Again, forgive me for leaving Edmund and Ludwig for another time, but why cannot all of those “mind” entities - language, behaviour, intention and the like - be explained by the cognitive science and neuropsychology you have also accepted? If you accept the possibility that they can, is this not to accept that an idealist can be a physicalist?

Not at all. I have admitted a common explanation for finding reality how it is… that is, for finding reality how we find it. We have not elimintated our minds from the equation. Clearly minds come in and out of existence. But there is no reality that is not mind-correlative. When I picture Earth as it existed two billion years ago, I still picture it from a perspective as if I was there. I cannot picture reality from a perspective the mind is incapable of taken. As I said above, even god must “see” objects perspectively, or he is not seeing what we call objects. Trivial semantic point or the very thing on which my presentation hinges? :slight_smile:

A fascinating question it will take minds to answer in a way that makes sense to minds. Do keep me posted. :wink:

I didn’t say they couldn’t be explained. I said the mind couldn’t be discarded. The very thing we are calling “the brain” is quite clearly a transcendental object we have shown to be strongly if not completely tied to intersubjective (and possibly subjective) behavior. This fact in no way suggests that “the brain” is not a transcendental object grasped by the mind. The destruction of a brain and the corresponding absence of behavior by the being whose brain it was neither suggests nor demands that his reality, like ours, is one consisting of transcendental objects grasped by the mind. Whether there is some underlying cause or not is not necessary for explaning phenomena. So I discard it. Matter is the aether of ontology for me. Epistemologically, it serves no explanatory role. I have no problem suggesting that “the earth was around before I was.” But I do have a problem suggesting that the transendental object “the Earth” is not a mind-correlative object. Again, minds don’t “make” reality; reality is not constituted of mind. I fully believe that there is a reality common to us all; in fact, I assert it as such in order to leave solipsism which has no explanatory power, or at least is only a degenerate solution. I see no way to escape that all explanatory power of this reality is correlated strictly to mental activity, specifically the mental activity of grasping transcendental objects from a manifold of sensation. I feel that is as far as we are justified in taking metaphysical analysis, and thankfully, I feel its explanatory power is sufficient to account for the natural sciences and other such investigations.

■ Requirement 1:
Arrange the records, from the start up to and including the line with "x=327 y=185", as a Markdown table with a "Row" column for the row number and a "Line" column for the line, skipping blank lines. Leave the pictures out of the answer.
The text above has no connection to the records that come next.

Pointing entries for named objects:
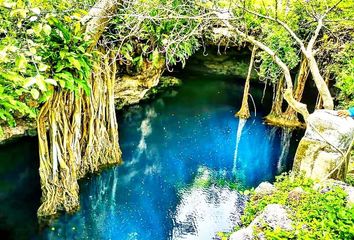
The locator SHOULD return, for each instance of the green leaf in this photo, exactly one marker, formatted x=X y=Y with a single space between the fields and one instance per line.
x=35 y=93
x=75 y=63
x=155 y=58
x=21 y=62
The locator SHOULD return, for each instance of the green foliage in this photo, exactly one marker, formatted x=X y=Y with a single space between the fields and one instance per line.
x=159 y=37
x=343 y=69
x=315 y=215
x=39 y=52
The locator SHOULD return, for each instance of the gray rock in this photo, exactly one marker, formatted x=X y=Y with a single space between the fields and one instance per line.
x=131 y=89
x=320 y=150
x=274 y=216
x=265 y=188
x=327 y=185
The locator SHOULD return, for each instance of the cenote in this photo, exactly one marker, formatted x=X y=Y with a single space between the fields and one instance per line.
x=184 y=152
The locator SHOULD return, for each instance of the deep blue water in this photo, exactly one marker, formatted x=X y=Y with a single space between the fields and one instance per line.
x=167 y=145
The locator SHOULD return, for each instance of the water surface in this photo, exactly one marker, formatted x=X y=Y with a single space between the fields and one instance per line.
x=172 y=147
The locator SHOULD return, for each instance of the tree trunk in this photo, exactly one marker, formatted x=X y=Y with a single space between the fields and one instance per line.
x=320 y=83
x=290 y=113
x=82 y=130
x=288 y=93
x=244 y=112
x=83 y=136
x=319 y=101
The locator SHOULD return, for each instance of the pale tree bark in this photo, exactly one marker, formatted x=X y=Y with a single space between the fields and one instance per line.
x=97 y=19
x=244 y=111
x=288 y=93
x=78 y=133
x=276 y=109
x=308 y=52
x=302 y=77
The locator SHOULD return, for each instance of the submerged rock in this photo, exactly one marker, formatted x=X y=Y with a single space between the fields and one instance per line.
x=327 y=138
x=274 y=216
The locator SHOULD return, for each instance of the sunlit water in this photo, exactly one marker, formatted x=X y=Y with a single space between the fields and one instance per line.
x=173 y=149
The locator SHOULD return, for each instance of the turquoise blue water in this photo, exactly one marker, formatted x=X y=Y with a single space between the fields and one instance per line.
x=171 y=146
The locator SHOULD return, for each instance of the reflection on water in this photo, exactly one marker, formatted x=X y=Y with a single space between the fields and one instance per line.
x=155 y=194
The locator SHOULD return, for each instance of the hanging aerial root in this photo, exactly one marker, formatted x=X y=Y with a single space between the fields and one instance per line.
x=244 y=111
x=77 y=134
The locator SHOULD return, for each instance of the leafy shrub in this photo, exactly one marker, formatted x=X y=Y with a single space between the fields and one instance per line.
x=315 y=215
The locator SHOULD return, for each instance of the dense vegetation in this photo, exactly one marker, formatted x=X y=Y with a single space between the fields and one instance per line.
x=49 y=61
x=42 y=45
x=315 y=215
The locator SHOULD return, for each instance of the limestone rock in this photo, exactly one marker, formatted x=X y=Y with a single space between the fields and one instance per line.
x=131 y=89
x=233 y=63
x=328 y=184
x=319 y=151
x=274 y=216
x=296 y=194
x=265 y=188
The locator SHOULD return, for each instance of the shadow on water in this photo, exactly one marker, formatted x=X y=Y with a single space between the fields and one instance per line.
x=173 y=147
x=19 y=189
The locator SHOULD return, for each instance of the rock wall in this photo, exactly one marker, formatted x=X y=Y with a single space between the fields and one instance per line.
x=130 y=89
x=325 y=146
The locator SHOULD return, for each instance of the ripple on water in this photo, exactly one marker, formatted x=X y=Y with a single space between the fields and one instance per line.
x=202 y=212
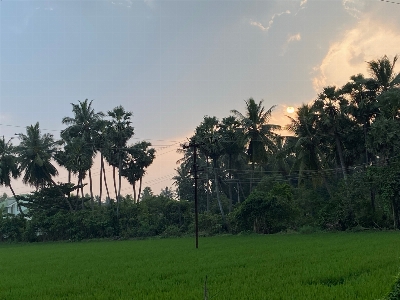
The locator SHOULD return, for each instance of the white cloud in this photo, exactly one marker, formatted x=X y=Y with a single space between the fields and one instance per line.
x=266 y=28
x=290 y=39
x=149 y=3
x=367 y=41
x=293 y=38
x=354 y=7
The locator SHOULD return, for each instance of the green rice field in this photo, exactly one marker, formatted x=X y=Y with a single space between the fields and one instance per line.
x=283 y=266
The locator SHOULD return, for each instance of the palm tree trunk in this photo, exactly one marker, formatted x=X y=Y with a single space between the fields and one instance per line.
x=340 y=153
x=119 y=183
x=101 y=177
x=91 y=190
x=62 y=194
x=218 y=196
x=105 y=182
x=140 y=187
x=115 y=184
x=134 y=191
x=230 y=183
x=16 y=200
x=208 y=188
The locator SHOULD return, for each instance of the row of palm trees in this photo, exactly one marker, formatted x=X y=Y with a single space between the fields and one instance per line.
x=357 y=124
x=87 y=134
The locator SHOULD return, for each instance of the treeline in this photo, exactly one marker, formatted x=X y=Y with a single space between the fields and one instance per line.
x=88 y=133
x=338 y=169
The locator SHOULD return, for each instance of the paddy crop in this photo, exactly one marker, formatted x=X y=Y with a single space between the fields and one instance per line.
x=318 y=266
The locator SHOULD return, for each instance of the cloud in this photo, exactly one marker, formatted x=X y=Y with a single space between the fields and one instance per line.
x=354 y=7
x=266 y=28
x=290 y=39
x=126 y=3
x=293 y=38
x=368 y=40
x=149 y=3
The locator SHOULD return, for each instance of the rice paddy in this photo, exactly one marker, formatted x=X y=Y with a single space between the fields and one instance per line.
x=283 y=266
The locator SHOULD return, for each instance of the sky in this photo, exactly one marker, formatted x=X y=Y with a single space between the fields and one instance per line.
x=173 y=62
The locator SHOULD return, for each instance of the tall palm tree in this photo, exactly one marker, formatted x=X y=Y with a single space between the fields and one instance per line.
x=119 y=131
x=8 y=168
x=137 y=159
x=382 y=70
x=332 y=119
x=258 y=132
x=233 y=144
x=306 y=145
x=208 y=136
x=35 y=153
x=85 y=124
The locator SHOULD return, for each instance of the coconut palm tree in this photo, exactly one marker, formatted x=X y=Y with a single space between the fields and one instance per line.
x=119 y=131
x=9 y=168
x=85 y=124
x=138 y=157
x=35 y=153
x=382 y=70
x=332 y=120
x=258 y=132
x=306 y=145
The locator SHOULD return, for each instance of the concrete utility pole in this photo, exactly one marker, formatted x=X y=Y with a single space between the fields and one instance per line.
x=195 y=170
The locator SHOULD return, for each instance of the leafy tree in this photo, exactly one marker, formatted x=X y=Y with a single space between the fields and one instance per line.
x=266 y=212
x=137 y=158
x=35 y=153
x=258 y=132
x=85 y=125
x=383 y=71
x=8 y=168
x=119 y=131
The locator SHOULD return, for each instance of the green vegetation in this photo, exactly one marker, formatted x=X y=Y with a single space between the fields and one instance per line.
x=284 y=266
x=339 y=169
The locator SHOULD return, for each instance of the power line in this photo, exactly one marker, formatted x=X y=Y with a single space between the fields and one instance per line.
x=390 y=2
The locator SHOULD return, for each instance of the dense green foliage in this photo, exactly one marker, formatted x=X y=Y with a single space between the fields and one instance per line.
x=317 y=266
x=339 y=169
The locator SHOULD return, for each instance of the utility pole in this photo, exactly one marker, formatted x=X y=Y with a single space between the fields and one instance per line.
x=195 y=170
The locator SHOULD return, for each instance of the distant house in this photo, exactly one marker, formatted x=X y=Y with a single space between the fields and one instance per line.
x=9 y=206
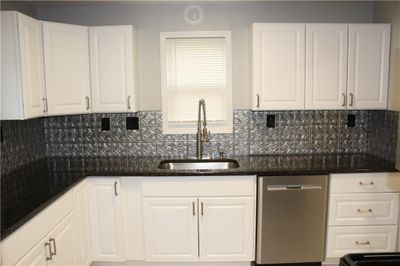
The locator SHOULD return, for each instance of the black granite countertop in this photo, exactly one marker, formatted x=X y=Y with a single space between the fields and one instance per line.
x=30 y=189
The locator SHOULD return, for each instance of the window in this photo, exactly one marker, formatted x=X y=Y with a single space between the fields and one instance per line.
x=196 y=65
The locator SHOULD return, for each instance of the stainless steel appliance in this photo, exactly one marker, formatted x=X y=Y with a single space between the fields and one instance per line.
x=291 y=219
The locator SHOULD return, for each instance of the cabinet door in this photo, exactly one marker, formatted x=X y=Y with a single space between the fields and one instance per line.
x=226 y=229
x=278 y=66
x=170 y=229
x=66 y=57
x=111 y=65
x=37 y=256
x=326 y=66
x=106 y=219
x=32 y=69
x=368 y=63
x=82 y=222
x=63 y=243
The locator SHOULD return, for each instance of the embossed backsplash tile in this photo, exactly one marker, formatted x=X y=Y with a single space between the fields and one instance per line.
x=295 y=132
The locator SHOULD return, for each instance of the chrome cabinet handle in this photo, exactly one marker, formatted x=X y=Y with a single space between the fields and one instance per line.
x=367 y=210
x=367 y=184
x=115 y=188
x=129 y=102
x=87 y=103
x=52 y=240
x=363 y=243
x=344 y=99
x=45 y=106
x=351 y=99
x=49 y=250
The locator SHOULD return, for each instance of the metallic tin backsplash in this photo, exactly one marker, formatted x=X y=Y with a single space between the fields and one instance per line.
x=295 y=132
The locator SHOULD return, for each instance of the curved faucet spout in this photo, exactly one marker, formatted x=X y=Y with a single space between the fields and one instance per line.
x=202 y=134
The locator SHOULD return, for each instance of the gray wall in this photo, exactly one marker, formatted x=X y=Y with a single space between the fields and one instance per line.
x=23 y=7
x=151 y=19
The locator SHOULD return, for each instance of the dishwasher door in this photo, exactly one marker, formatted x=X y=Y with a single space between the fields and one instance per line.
x=291 y=221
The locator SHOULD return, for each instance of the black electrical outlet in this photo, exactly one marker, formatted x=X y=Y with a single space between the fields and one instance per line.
x=271 y=121
x=351 y=120
x=105 y=123
x=132 y=123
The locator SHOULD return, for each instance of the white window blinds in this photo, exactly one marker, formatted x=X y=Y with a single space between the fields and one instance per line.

■ Requirement 2:
Copy the passage on idealism and the mind from "Again, forgive me" up to and including "be a physicalist?", swapping "physicalist" for "materialist".

■ Reply 1:
| Row | Line |
|---|---|
| 1 | The locator SHOULD return, for each instance of the green leaf in this photo, exactly one marker, formatted x=X y=Y with a single space between the fields and one instance per line. |
| 2 | x=35 y=93 |
| 3 | x=75 y=63 |
| 4 | x=155 y=58 |
| 5 | x=21 y=62 |
| 6 | The locator SHOULD return, for each instance of the green foliage in this photo, exactly one marker, formatted x=X y=Y with a single space between the fields and one instance per line. |
| 7 | x=159 y=37 |
| 8 | x=343 y=69 |
| 9 | x=315 y=215 |
| 10 | x=39 y=52 |
| 11 | The locator SHOULD return, for each instance of the gray rock in this photo, exactly one marker, formatted x=X y=Y with a single space between the fields and one instance per line. |
| 12 | x=131 y=89 |
| 13 | x=320 y=150 |
| 14 | x=274 y=216 |
| 15 | x=265 y=188 |
| 16 | x=327 y=185 |

■ Reply 2:
Again, forgive me for leaving Edmund and Ludwig for another time, but why cannot all of those “mind” entities - language, behaviour, intention and the like - be explained by the cognitive science and neuropsychology you have also accepted? If you accept the possibility that they can, is this not to accept that an idealist can be a materialist?